__WHAT IS NEEDED__:
Take the part of the hostile work environment passage that opens with the words containing "B. Hostile Work" and closes with "The Court agrees.", and swap "agrees" for "disagrees".

__GIVEN PASSAGE__:
╭──

B. Hostile Work Environment
Defendants also argue that Plaintiffs' hostile work environment claim fails because they lack sufficient evidence to establish the required degree of severity or pervasiveness. Docket No. 85 at 21-29. The Court agrees.
To succeed on a hostile work environment claim, Plaintiffs must
must provide sufficient evidence from which a reasonable factfinder could determine that the workplace was permeated with discriminatory intimidation, ridicule, and insult that was sufficiently severe or pervasive to alter the conditions of . . . [his] employment and create an abusive working environment. The offensive conduct, in other words, must be [(1)] severe [or] pervasive enough to create an objectively hostile or abusive work environment and [(2)] subjectively perceived by the victim as abusive.Rivera-Rivera v. Medina & Medina, Inc., 898 F.3d 77, 91 (1st Cir. 2018) (quotation marks and citation omitted). A court assessing whether a plaintiff has made such a showing "look[s] to all the circumstances, including the frequency of the discriminatory conduct; its severity; whether it is physically threatening or humiliating, or a mere offensive utterance; and whether it unreasonably interferes with an employee's work performance." Nat'l R.R. Passenger Corp., 536 U.S. at 116 (quotation marks and citation omitted).

╰──

__DATASET__:
╭──

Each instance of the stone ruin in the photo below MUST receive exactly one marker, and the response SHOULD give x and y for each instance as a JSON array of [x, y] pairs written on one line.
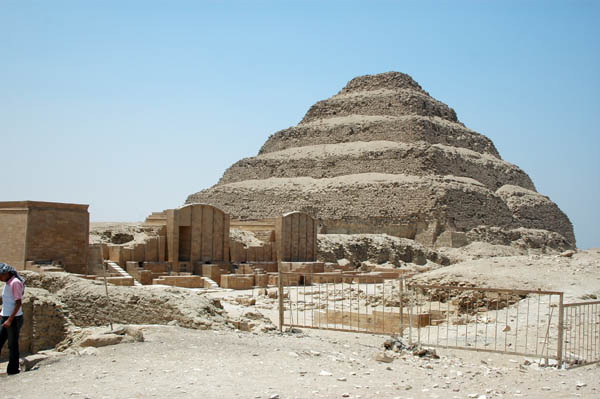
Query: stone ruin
[[383, 156]]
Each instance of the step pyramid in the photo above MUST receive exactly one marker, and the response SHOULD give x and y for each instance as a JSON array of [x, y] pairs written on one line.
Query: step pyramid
[[383, 156]]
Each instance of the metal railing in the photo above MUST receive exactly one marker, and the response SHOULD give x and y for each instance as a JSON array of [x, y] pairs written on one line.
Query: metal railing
[[521, 322], [581, 333], [341, 302]]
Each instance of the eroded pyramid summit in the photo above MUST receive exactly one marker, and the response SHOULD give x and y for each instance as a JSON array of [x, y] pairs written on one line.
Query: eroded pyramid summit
[[383, 156]]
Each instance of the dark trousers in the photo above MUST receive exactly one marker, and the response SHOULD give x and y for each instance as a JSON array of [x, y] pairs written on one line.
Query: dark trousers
[[12, 335]]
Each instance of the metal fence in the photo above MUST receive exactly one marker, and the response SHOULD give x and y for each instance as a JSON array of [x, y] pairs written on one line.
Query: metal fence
[[519, 322], [333, 301], [522, 322], [581, 333]]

╰──

__TASK RESPONSE__:
B. Hostile Work Environment
Defendants also argue that Plaintiffs' hostile work environment claim fails because they lack sufficient evidence to establish the required degree of severity or pervasiveness. Docket No. 85 at 21-29. The Court disagrees.